**What you should do**
Return, verbatim and in full, the records that follow, but not their pictures.

Available data Block Start

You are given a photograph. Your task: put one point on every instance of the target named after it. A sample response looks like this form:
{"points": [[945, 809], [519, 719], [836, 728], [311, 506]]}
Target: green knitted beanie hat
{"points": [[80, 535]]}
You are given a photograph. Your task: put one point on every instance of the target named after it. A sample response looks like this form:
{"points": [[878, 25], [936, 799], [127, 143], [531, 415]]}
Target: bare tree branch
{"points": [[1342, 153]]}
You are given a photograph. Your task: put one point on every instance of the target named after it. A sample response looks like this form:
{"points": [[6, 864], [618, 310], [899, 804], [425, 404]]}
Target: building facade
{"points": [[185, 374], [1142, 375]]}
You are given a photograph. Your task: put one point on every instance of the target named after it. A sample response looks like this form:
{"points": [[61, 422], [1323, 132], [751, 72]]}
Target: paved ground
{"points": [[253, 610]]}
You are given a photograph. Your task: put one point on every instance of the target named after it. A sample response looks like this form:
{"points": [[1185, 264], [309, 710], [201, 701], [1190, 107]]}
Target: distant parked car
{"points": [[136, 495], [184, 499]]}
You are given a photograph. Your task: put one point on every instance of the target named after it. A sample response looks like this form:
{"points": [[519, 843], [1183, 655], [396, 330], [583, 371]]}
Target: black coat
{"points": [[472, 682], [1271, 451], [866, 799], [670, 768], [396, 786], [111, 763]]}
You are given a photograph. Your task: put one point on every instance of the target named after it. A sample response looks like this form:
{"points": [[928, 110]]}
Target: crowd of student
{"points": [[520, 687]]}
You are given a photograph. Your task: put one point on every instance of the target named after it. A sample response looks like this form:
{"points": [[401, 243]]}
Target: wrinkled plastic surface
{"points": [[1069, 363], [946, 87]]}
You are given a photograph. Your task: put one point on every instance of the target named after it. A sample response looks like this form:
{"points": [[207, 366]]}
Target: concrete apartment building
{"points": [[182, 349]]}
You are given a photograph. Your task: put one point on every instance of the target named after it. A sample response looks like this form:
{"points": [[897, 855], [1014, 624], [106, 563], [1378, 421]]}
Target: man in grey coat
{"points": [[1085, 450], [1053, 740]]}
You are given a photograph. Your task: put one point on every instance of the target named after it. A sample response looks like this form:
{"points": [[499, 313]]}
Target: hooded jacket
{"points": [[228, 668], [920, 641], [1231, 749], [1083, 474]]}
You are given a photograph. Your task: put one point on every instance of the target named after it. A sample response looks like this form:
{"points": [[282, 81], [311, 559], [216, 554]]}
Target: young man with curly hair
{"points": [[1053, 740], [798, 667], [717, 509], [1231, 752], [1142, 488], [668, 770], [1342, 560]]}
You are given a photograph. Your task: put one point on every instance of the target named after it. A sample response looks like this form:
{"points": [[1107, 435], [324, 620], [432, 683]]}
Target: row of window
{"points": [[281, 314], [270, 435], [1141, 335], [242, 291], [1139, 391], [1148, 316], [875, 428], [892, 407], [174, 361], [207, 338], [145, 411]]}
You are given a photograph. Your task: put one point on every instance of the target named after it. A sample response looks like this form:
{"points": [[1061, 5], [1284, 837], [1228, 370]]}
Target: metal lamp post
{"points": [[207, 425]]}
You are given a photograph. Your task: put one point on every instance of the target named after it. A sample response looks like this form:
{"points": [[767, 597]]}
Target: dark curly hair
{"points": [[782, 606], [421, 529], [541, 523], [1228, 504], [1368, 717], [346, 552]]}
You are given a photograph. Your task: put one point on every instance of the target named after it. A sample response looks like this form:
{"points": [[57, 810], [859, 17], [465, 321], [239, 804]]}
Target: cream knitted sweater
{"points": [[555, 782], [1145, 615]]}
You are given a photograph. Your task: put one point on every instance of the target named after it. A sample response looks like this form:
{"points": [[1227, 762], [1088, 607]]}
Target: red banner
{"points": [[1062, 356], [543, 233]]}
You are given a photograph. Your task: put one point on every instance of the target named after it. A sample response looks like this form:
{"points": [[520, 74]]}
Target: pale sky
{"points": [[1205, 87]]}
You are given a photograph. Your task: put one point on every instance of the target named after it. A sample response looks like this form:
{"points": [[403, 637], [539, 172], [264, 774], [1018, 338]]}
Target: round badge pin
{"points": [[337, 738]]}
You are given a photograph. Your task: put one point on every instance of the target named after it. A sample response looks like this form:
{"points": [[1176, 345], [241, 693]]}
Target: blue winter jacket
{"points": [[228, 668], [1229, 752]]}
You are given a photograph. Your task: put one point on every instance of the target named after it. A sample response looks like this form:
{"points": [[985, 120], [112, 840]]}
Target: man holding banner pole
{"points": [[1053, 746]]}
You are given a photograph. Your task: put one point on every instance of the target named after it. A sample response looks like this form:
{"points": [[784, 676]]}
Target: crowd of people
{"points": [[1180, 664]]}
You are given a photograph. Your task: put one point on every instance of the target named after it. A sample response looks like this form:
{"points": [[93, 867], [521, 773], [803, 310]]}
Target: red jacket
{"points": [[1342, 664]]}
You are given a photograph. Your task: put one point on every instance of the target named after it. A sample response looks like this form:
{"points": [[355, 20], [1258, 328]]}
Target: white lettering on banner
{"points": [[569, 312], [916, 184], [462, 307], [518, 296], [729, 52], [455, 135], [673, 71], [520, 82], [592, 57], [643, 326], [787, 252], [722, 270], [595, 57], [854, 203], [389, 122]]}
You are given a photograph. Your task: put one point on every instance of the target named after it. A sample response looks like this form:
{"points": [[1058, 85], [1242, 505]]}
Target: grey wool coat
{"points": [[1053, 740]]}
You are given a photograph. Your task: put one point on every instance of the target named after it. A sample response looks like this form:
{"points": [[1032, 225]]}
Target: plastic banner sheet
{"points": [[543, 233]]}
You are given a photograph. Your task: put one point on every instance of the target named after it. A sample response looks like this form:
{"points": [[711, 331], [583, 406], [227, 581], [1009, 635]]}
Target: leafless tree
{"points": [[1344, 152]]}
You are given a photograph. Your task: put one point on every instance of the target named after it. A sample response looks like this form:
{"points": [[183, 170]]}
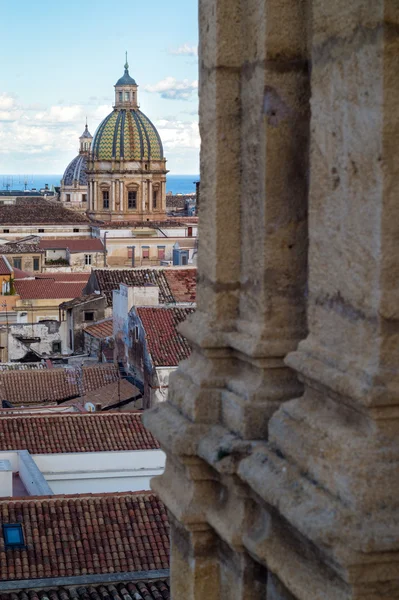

Available data Block End

**Solution for this task**
You are given a photograph. Your task: put one point on every instance of the target named after it. A sample response looks like this form:
{"points": [[945, 809], [519, 719], [836, 728], [311, 506]]}
Target: green knitted beanie hat
{"points": [[80, 535]]}
You are given a photograph. Your task: put one point on every instance of the target named after it. A sample response looks like this form:
{"points": [[878, 25], [936, 799], [127, 143], [531, 415]]}
Target: bare tree branch
{"points": [[1342, 153]]}
You are given a photograph. Your task: put one point on every instance of the target named after it. A sample response looks like this form:
{"points": [[6, 864], [618, 310], [899, 804], [425, 404]]}
Target: building facade
{"points": [[185, 374], [1142, 375]]}
You are given a photograph. Your task: put one point on every instance of the target named after it. A sample response looks like this form:
{"points": [[61, 422], [1323, 132], [751, 72]]}
Target: paved ground
{"points": [[253, 610]]}
You are given a photograph. Your task: put one point on every instance of the target named after it. A sample response looks like this form:
{"points": [[1185, 264], [309, 710], [201, 701], [1190, 107]]}
Target: distant parked car
{"points": [[136, 495], [184, 499]]}
You are given a photograph. Your task: put one point on every instance of the target named after it. A sample response looks like this form:
{"points": [[519, 843], [1183, 655], [396, 330], [583, 371]]}
Target: black coat
{"points": [[472, 682], [1271, 451], [866, 799], [670, 768], [396, 786], [111, 763]]}
You are given a photograph. Your task: put one point on every instance of the target named after it. A sample response looks like this form:
{"points": [[928, 110]]}
Target: crowd of student
{"points": [[520, 687]]}
You are given a photograph. Your task: put one point on every instance of the target named after it. A sample response looks like this form:
{"points": [[401, 243]]}
Target: wrinkled plastic surface
{"points": [[1069, 363], [946, 87]]}
You are given a photograph. Your task: put one point on every instance of the target named after it. A sample response looks like this form:
{"points": [[207, 366]]}
Target: concrete apartment building
{"points": [[182, 349]]}
You are given a photograph. Your task: put one point on every instance of the target named after it. A sample response looks like this form:
{"points": [[897, 855], [1014, 624], [106, 563], [1378, 421]]}
Target: man in grey coat
{"points": [[1085, 450], [1053, 740]]}
You are given a photograph. Your task: put one point on every instance of the target named after it. A sample response looks like this form:
{"points": [[499, 313]]}
Target: hooded jacket
{"points": [[228, 668], [920, 641], [1231, 749], [1083, 474]]}
You are given a photograph. Your task: put one point on every instance of the target named after it. A sample response looks like this form:
{"points": [[282, 81], [311, 559], [216, 554]]}
Target: young man with curly hair
{"points": [[1053, 740], [798, 667], [717, 509], [1231, 752], [1142, 488], [668, 770], [1342, 560]]}
You are given a photograph. Your task: put one point on every instance of the target named after it. A sample response looks like this form:
{"points": [[1107, 435], [324, 620], [432, 683]]}
Target: row of window
{"points": [[281, 314], [270, 435], [1141, 335], [242, 291], [1139, 391], [1148, 316], [875, 428], [892, 407], [174, 361], [207, 338], [145, 411]]}
You are given a photograph. Your task: put one point on every instance of the target named after it. A sample response looks like this form:
{"points": [[1061, 5], [1284, 837], [1228, 370]]}
Target: metal lamp post
{"points": [[207, 425]]}
You are given a photograph. Your task: put one point on every instance of the target named after it. A sample response looks like this form:
{"points": [[767, 597]]}
Target: dark curly hair
{"points": [[782, 606], [421, 529], [541, 523], [1228, 504], [1368, 717], [346, 552]]}
You are given a photograph. Your task: put one point on every instance of the target named after it. A sample response looks like this form:
{"points": [[57, 810], [859, 17], [465, 321], [239, 804]]}
Target: cream knitted sweater
{"points": [[555, 782], [1145, 615]]}
You are given a photograph. Your task: put one point on every instance of the target named after it. A sample response looks like this form:
{"points": [[1227, 762], [1088, 607]]}
Target: red banner
{"points": [[1062, 356], [543, 233]]}
You are given a photograph. Your task: put one point on every instance of the target named after it. A sample response looks like this form:
{"points": [[520, 74]]}
Target: pale sky
{"points": [[1205, 87]]}
You are given a photograph. Your task: put one point on every instance of the target named after it. A sample response looks like this form:
{"points": [[403, 637], [539, 172], [264, 774], [1018, 338]]}
Target: round badge pin
{"points": [[337, 738]]}
You are given a photograph. Your task: put one point on every instance of the target named after it. A sample response looks like this form:
{"points": [[1176, 345], [241, 693]]}
Target: blue winter jacket
{"points": [[228, 668], [1229, 752]]}
You are given a photograph. Your task: put one point on every instance of the target named after it. A sample response looks like this form:
{"points": [[985, 120], [112, 840]]}
Target: man holding banner pole
{"points": [[1053, 746]]}
You are given a photograph. Your task: put one point on every instance of the target named after it. A sample response looks like this form:
{"points": [[784, 676]]}
Target: crowd of people
{"points": [[1180, 664]]}
You are given a photograph. Your task: put one point on every instance of the target named after it. A sample response looks like this form:
{"points": [[93, 867], [521, 773], [803, 310]]}
Target: red jacket
{"points": [[1342, 664]]}
You are given a photograph. Your task: put one point on every instance of the target named after it. A sample response looks like this form:
{"points": [[355, 20], [1258, 328]]}
Target: white lettering on banner
{"points": [[569, 312], [916, 184], [462, 307], [518, 296], [729, 52], [455, 135], [673, 71], [520, 82], [592, 57], [643, 326], [787, 252], [722, 270], [595, 57], [854, 203], [389, 122]]}
You are given a photograph. Your task: put one point on every instance of the target named after it. A sample response looks like this form:
{"points": [[1058, 85], [1242, 505]]}
Target: grey wool coat
{"points": [[1053, 740]]}
You are given a photograph. Your task: put one point on every instance of the target named after it. A sample response looks like this form:
{"points": [[1032, 225]]}
Target: plastic banner sheet
{"points": [[543, 233]]}
You are given a photograph. Your task: put one point on every instance of the target named after it. A sample response looks like this form:
{"points": [[711, 331], [583, 406], [227, 581], [1009, 635]]}
Target: leafless tree
{"points": [[1344, 152]]}
You are given a photograph. Your task: put one point on every instance of the target named after it. A sample response looks like this form:
{"points": [[183, 170]]}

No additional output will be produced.